### Istruzioni del compito
Ricopia senza alcuna modifica le righe dell'elenco qui sotto, dalla riga che contiene "Trace the outline of every instance of the roadside" fino alla riga che contiene "[[256,71],[256,57],[230,58],[217,65],[217,71]]", comprese entrambe.

### Voci fornite
★ ★ ★ ★ ★

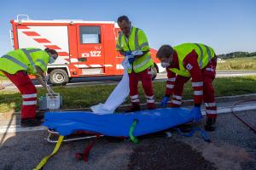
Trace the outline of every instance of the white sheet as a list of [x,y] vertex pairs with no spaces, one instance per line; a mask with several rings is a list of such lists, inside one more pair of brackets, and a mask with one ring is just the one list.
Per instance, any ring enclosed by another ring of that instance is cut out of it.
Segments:
[[124,75],[122,80],[109,95],[105,104],[100,103],[99,105],[90,107],[94,113],[100,115],[113,113],[116,108],[118,108],[122,103],[124,103],[124,101],[125,101],[125,99],[130,93],[127,69],[130,68],[131,65],[128,62],[127,57],[123,60],[122,65],[124,67]]

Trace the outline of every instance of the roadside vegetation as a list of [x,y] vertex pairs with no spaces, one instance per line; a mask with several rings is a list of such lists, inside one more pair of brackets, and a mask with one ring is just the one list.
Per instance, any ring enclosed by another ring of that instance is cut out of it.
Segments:
[[[216,96],[230,96],[256,93],[256,76],[217,78],[213,82]],[[63,109],[90,107],[98,103],[104,103],[116,85],[84,85],[79,87],[55,87],[54,90],[63,97]],[[165,95],[166,82],[154,82],[154,95],[157,102]],[[38,89],[38,96],[45,94]],[[146,102],[143,88],[139,84],[142,102]],[[183,99],[193,99],[191,83],[185,85]],[[129,103],[127,98],[126,103]],[[0,91],[0,113],[20,111],[21,96],[16,91]]]
[[256,71],[256,57],[230,58],[217,65],[217,71]]

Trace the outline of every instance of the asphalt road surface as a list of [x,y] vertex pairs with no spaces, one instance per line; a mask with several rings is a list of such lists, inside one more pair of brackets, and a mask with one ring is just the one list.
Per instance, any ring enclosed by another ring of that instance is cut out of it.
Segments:
[[[218,71],[217,77],[230,77],[230,76],[243,76],[256,75],[256,71]],[[83,78],[73,78],[67,87],[80,86],[84,84],[113,84],[117,83],[122,76],[101,76],[101,77],[83,77]],[[166,73],[159,73],[155,78],[155,81],[166,81]],[[36,82],[35,82],[36,84]],[[6,89],[16,89],[14,84],[9,82],[3,82],[4,86],[7,86]],[[37,87],[41,87],[37,85]]]

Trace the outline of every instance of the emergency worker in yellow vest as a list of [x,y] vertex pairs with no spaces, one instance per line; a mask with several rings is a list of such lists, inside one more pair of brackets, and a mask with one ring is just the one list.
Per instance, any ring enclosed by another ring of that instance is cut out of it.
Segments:
[[163,45],[157,52],[157,58],[166,68],[168,76],[161,105],[167,105],[172,94],[171,106],[179,107],[184,83],[192,77],[195,105],[191,114],[195,116],[195,121],[202,118],[201,104],[204,100],[207,113],[205,129],[214,131],[217,106],[212,82],[215,78],[217,57],[213,49],[201,43],[183,43],[173,48]]
[[[22,97],[21,127],[41,124],[36,119],[37,89],[28,75],[36,76],[38,82],[47,88],[44,72],[47,65],[54,63],[58,54],[54,49],[35,48],[10,51],[0,57],[0,76],[7,76],[20,90]],[[51,88],[49,88],[54,93]]]
[[130,63],[130,68],[127,71],[130,81],[130,98],[132,105],[129,111],[140,110],[137,89],[139,80],[142,81],[146,94],[148,108],[154,109],[151,73],[154,62],[151,60],[147,37],[143,31],[131,26],[127,16],[119,17],[117,22],[122,31],[118,36],[116,49],[128,58]]

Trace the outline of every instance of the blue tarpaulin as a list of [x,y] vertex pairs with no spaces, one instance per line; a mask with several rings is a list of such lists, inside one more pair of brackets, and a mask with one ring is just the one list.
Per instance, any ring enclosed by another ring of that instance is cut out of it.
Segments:
[[163,108],[121,114],[96,115],[90,111],[47,112],[43,126],[66,136],[78,131],[88,131],[107,136],[129,137],[132,122],[137,123],[134,136],[162,131],[193,120],[190,110],[183,108]]

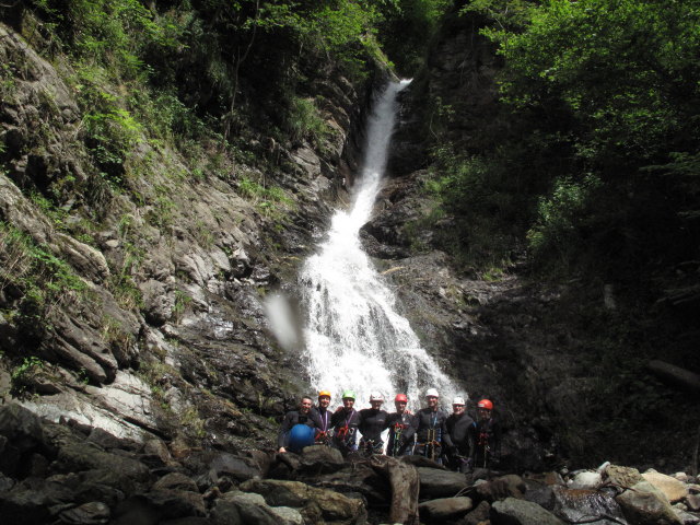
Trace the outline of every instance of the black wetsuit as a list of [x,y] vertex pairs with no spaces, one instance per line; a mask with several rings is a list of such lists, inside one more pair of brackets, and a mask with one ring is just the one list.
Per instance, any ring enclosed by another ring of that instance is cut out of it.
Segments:
[[459,415],[451,413],[447,416],[445,427],[447,434],[452,440],[453,448],[447,451],[447,460],[450,467],[454,470],[466,471],[466,459],[469,455],[469,427],[474,423],[474,419],[467,412]]
[[475,467],[491,468],[501,458],[501,425],[493,418],[469,425],[469,459]]
[[362,433],[360,448],[369,454],[382,454],[384,452],[384,441],[382,432],[388,428],[389,412],[386,410],[375,410],[364,408],[360,410],[360,421],[358,430]]
[[319,445],[329,445],[330,444],[330,434],[332,430],[332,425],[330,424],[330,418],[332,417],[332,412],[327,408],[314,407],[312,411],[318,418],[318,427],[316,429],[316,443]]
[[413,440],[406,441],[404,435],[406,430],[411,425],[413,415],[408,410],[404,413],[389,413],[387,423],[389,427],[389,439],[386,444],[386,454],[388,456],[407,456],[413,452]]
[[306,424],[312,429],[317,429],[320,421],[318,420],[318,415],[313,411],[310,411],[307,415],[299,413],[299,410],[287,412],[282,420],[282,427],[280,427],[280,433],[277,435],[278,447],[287,447],[289,431],[292,430],[292,427],[300,423]]
[[416,413],[411,427],[406,432],[407,439],[416,434],[413,454],[423,455],[442,464],[443,448],[452,447],[452,440],[445,425],[447,415],[442,410],[421,408]]
[[350,412],[342,408],[330,417],[330,425],[332,427],[331,443],[342,455],[358,450],[357,432],[359,422],[360,413],[354,408],[350,409]]

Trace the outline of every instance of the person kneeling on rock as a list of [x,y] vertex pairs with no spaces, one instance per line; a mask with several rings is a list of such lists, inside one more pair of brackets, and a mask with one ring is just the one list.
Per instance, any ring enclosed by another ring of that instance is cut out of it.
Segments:
[[425,456],[442,465],[443,446],[453,447],[445,422],[447,415],[438,408],[440,394],[435,388],[425,390],[428,407],[421,408],[413,418],[411,427],[406,431],[405,439],[412,439],[416,434],[415,455]]
[[450,468],[460,472],[468,470],[468,431],[469,427],[474,424],[474,419],[465,411],[467,405],[465,398],[468,399],[468,396],[457,396],[452,400],[452,413],[445,421],[445,427],[453,444],[452,448],[447,450],[447,464]]
[[305,446],[314,444],[316,429],[320,427],[318,415],[311,411],[311,397],[302,397],[299,410],[291,410],[284,416],[280,433],[277,436],[278,452],[300,453]]
[[354,392],[346,390],[342,393],[342,407],[330,417],[330,425],[332,427],[332,446],[338,448],[346,456],[349,452],[357,451],[357,432],[360,417],[358,411],[352,408],[354,405]]
[[477,421],[469,425],[469,465],[493,468],[501,458],[501,425],[493,418],[493,404],[481,399],[477,404]]
[[384,453],[382,432],[388,428],[389,413],[386,410],[382,410],[383,402],[384,396],[378,392],[373,392],[370,395],[372,408],[360,410],[360,421],[358,423],[358,430],[362,433],[360,450],[368,455]]

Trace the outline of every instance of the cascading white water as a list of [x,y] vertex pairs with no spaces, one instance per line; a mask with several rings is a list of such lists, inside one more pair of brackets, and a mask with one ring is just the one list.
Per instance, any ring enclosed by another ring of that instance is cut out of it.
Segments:
[[[360,228],[370,219],[381,189],[396,114],[396,95],[407,84],[392,83],[368,122],[365,159],[349,211],[332,218],[328,240],[300,273],[308,372],[317,389],[339,404],[345,389],[357,394],[355,408],[369,406],[370,393],[387,400],[397,393],[418,408],[425,388],[443,399],[455,393],[451,380],[421,348],[396,298],[373,267],[360,243]],[[392,411],[393,404],[386,408]]]

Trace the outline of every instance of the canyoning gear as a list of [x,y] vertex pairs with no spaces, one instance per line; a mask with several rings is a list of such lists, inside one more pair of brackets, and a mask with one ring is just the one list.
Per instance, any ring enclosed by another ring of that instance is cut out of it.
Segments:
[[362,440],[384,445],[382,432],[389,427],[388,417],[389,413],[386,410],[376,408],[364,408],[360,410],[358,430],[362,434]]
[[425,390],[425,397],[440,397],[440,394],[438,394],[435,388],[428,388]]
[[373,392],[370,394],[370,401],[382,401],[384,402],[384,396],[380,392]]
[[406,456],[413,452],[413,440],[408,442],[404,435],[406,429],[411,425],[413,415],[409,411],[404,413],[389,413],[386,422],[389,428],[389,436],[386,444],[386,454],[388,456]]
[[416,435],[413,454],[423,455],[435,463],[442,463],[442,447],[453,445],[445,422],[447,415],[433,408],[421,408],[413,418],[411,427],[405,432],[406,439]]
[[360,440],[360,446],[358,448],[363,456],[373,456],[375,454],[384,454],[384,442],[382,440]]
[[494,418],[472,422],[468,430],[469,459],[476,467],[491,468],[501,457],[501,425]]
[[330,417],[330,425],[334,429],[331,445],[338,448],[343,456],[358,448],[357,430],[359,421],[360,415],[354,408],[350,410],[340,408]]
[[279,434],[277,435],[278,448],[287,448],[289,445],[290,432],[298,424],[304,424],[310,427],[312,430],[319,428],[320,420],[318,419],[318,413],[316,411],[301,413],[299,410],[291,410],[287,412],[282,420]]
[[315,430],[304,423],[298,423],[289,432],[289,440],[285,448],[300,453],[305,446],[314,444]]
[[445,421],[447,434],[454,445],[446,454],[447,464],[453,470],[466,471],[466,456],[469,455],[469,427],[474,420],[465,411],[451,413]]

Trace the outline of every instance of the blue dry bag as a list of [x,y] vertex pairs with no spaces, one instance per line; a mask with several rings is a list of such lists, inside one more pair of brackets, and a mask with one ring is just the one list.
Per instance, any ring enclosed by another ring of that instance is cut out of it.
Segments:
[[291,452],[301,452],[303,447],[314,444],[314,435],[316,431],[307,424],[295,424],[289,431],[289,450]]

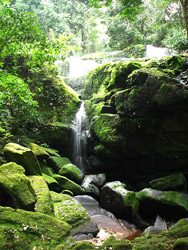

★ ★ ★ ★ ★

### Risposta al compito
Trace the outline of every instance of the roadside vegetation as a list of [x,y] vertex pairs with no spaces, one instance per line; a mask with several rings is a list of such lists, inside one more pair of brackets, and a mask with one ring is just the one list.
Per instance, any ring enclosed by another ring of that instance is cut out of it.
Segments:
[[[216,96],[230,96],[256,93],[256,76],[217,78],[213,82]],[[63,109],[90,107],[98,103],[104,103],[116,85],[84,85],[79,87],[55,87],[54,90],[63,97]],[[165,95],[166,82],[154,82],[154,95],[157,102]],[[38,89],[38,96],[45,94]],[[146,102],[143,88],[139,84],[142,102]],[[183,99],[193,99],[191,83],[185,85]],[[129,103],[127,98],[126,103]],[[0,91],[0,113],[20,111],[21,96],[16,91]]]
[[256,71],[256,57],[230,58],[217,65],[217,71]]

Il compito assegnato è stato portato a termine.